(Source records)

^^^^^^^^^^^^^^^^

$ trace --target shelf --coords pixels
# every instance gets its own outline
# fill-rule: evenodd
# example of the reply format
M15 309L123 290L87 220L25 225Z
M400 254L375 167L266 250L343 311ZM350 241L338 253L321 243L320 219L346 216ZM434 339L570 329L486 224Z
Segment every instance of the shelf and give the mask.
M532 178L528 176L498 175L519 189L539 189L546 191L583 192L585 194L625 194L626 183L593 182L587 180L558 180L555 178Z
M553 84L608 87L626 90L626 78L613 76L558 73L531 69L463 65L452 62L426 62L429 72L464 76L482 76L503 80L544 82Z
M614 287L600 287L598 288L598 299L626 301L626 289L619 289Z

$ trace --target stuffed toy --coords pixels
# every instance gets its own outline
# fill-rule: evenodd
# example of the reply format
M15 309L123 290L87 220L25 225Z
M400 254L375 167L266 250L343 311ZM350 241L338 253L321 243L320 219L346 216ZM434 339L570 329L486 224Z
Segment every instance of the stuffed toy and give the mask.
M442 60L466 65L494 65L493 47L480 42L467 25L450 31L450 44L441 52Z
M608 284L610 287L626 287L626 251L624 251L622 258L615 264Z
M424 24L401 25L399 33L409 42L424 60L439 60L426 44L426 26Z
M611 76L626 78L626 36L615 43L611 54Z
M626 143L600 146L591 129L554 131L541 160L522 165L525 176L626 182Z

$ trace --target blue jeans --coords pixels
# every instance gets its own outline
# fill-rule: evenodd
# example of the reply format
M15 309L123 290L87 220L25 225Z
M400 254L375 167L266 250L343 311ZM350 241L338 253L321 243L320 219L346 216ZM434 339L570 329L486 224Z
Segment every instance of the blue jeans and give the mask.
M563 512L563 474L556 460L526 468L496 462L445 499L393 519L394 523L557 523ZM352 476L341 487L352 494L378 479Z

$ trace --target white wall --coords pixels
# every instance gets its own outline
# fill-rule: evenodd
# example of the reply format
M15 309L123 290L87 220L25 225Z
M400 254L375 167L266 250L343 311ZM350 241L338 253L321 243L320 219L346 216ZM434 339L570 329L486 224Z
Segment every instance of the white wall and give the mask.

^^^^^^^^^^^^^^^^

# Exercise goal
Reproduce the lines above verbatim, from the first to the last.

# Task response
$ trace --target shelf --coords pixels
# every instance gets its own outline
# fill-rule: evenodd
# example of the reply format
M15 309L123 290L87 220L25 225Z
M400 254L375 167L266 250L343 311ZM350 241L338 253L321 243L320 219L346 216ZM434 339L570 329L486 224Z
Segment every instance of the shelf and give the mask.
M532 178L528 176L498 175L519 189L539 189L546 191L583 192L585 194L625 194L626 183L593 182L587 180L558 180L555 178Z
M553 84L608 87L626 90L626 78L613 76L558 73L531 69L463 65L452 62L426 62L429 72L464 76L482 76L503 80L544 82Z
M614 287L600 287L598 288L598 299L626 301L626 289L619 289Z

$ trace --target stuffed toy --coords pixels
# every instance gets its own outline
# fill-rule: evenodd
# example of the reply format
M15 309L123 290L87 220L25 225Z
M400 254L375 167L266 250L343 311ZM350 241L338 253L321 243L320 219L346 216ZM434 339L570 329L486 224Z
Segment every instance of the stuffed toy and give the mask.
M442 60L466 65L494 65L493 47L480 42L467 25L450 31L450 44L441 52Z
M608 284L610 287L626 287L626 251L624 251L622 258L615 264Z
M424 24L401 25L399 33L409 42L424 60L439 60L426 44L426 26Z
M611 76L626 78L626 36L615 43L611 54Z
M626 143L600 146L591 129L554 131L541 160L522 165L525 176L626 182Z

$ trace --target blue jeans --coords pixels
# every instance gets its own outline
# fill-rule: evenodd
# example of the reply format
M15 309L123 290L87 220L25 225Z
M400 254L375 167L266 250L343 311ZM350 241L338 253L321 243L320 219L346 216ZM434 339L570 329L486 224Z
Segment every instance of the blue jeans and give the mask.
M563 512L563 474L556 460L526 468L496 462L445 499L393 519L394 523L557 523ZM352 476L341 487L352 494L378 479Z

$ trace --target white wall --coords pixels
# every instance gets its own outline
# fill-rule: evenodd
# example of the reply format
M15 309L123 290L87 220L25 225Z
M400 254L375 167L266 250L343 311ZM350 241L338 253L321 243L320 219L346 216ZM434 339L570 329L486 224Z
Segment every instance of the white wall and give the mask.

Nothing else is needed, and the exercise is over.